TASK INSTRUCTIONS »
After locating the line that contains "Pick out each instance of the red", transcribe exactly that line and each one after it until the data ends, skipping pictures.

Stored dataset items
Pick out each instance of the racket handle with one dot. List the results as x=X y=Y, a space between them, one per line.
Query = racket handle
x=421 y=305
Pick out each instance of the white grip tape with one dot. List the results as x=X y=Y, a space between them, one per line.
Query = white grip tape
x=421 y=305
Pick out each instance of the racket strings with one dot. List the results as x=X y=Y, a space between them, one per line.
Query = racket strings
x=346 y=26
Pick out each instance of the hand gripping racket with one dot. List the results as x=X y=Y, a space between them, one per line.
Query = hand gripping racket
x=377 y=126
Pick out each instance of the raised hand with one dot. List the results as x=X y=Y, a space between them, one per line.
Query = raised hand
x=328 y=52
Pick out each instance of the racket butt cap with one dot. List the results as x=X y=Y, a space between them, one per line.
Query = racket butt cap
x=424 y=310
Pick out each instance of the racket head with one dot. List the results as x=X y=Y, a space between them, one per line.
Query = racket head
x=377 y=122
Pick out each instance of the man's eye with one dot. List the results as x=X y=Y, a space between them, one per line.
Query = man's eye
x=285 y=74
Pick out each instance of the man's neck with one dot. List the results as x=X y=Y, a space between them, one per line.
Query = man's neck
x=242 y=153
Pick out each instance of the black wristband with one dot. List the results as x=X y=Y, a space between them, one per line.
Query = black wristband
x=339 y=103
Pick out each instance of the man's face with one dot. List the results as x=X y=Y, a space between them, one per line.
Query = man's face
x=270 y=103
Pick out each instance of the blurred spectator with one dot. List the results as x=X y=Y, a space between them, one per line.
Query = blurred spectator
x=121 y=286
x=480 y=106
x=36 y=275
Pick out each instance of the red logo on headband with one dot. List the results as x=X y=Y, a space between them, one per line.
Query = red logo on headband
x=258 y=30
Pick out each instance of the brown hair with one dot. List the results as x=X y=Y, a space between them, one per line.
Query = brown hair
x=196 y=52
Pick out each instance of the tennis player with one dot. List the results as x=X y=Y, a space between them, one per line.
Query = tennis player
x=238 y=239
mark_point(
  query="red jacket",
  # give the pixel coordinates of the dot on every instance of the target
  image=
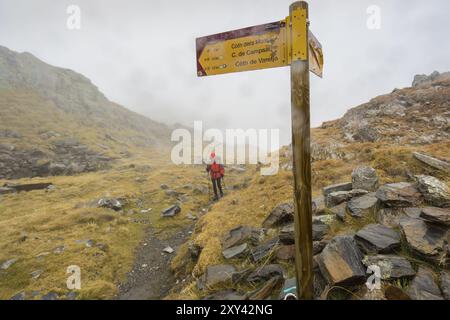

ANSWER SECTION »
Pick out each instance of the red logo on headband with one dot. List the results as x=X y=Y, a space between them, one per line.
Query = red logo on headband
x=258 y=30
Pick out each instance of the brown hair with one dot. List the results as x=X y=Y, a space between them, one per line.
Query = brown hair
x=196 y=52
Pick out each instance of the tennis player with one dot. List the results as x=X y=Y, a space between them, one per line.
Query = tennis player
x=238 y=239
mark_point(
  query="red jacket",
  # give the pixel coordinates of the dot on every instance of the target
  image=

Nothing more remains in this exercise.